Starting at the line that contains "-- locate the brown" and stopping after the line that contains "[103,28,112,35]", render the lines in the items below as a Markdown table with the columns No. and Text, skipping any blank lines.

## STORED DATA:

++++++++++

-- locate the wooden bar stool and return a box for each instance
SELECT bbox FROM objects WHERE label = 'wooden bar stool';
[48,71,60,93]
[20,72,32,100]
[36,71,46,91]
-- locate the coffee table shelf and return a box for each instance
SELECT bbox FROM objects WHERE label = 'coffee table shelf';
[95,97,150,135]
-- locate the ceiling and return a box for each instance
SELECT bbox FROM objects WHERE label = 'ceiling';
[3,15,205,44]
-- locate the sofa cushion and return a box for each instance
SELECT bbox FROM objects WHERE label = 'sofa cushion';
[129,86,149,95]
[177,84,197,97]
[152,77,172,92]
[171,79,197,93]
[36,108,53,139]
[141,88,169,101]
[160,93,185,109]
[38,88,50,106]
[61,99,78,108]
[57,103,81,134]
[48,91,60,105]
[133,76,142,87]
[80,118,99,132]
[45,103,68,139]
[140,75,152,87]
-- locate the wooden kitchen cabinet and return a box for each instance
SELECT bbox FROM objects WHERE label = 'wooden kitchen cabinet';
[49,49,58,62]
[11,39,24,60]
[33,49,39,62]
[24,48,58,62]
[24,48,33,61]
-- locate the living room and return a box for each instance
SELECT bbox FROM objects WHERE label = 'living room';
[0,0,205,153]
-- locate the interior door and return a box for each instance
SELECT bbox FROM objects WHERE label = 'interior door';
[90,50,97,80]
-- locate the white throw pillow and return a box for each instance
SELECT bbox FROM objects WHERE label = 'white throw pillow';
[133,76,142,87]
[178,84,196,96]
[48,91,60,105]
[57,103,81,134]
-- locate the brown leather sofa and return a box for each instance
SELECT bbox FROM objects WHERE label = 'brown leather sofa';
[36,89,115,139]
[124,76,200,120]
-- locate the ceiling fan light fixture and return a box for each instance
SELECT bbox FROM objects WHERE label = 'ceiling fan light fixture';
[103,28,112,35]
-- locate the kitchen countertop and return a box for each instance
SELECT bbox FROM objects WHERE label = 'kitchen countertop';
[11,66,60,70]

++++++++++

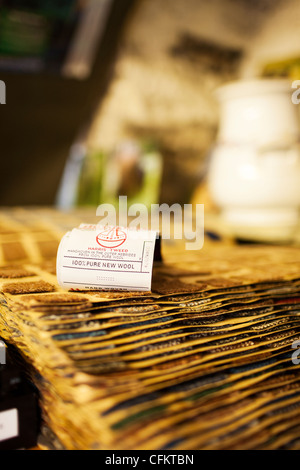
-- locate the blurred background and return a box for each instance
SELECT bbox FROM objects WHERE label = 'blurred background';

++++++++++

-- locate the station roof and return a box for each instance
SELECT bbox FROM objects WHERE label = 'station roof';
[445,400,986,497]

++++++++++

## OUTPUT FOR THIS EXERCISE:
| No. | Text |
|---|---|
| 1 | -- locate the brown leather sofa and return a box for each instance |
| 2 | SELECT bbox FROM objects WHERE label = 'brown leather sofa'; |
| 3 | [36,89,115,139] |
| 4 | [124,76,200,120] |
| 5 | -- locate the ceiling fan light fixture and return a box for each instance |
| 6 | SELECT bbox FROM objects WHERE label = 'ceiling fan light fixture'; |
| 7 | [103,28,112,35] |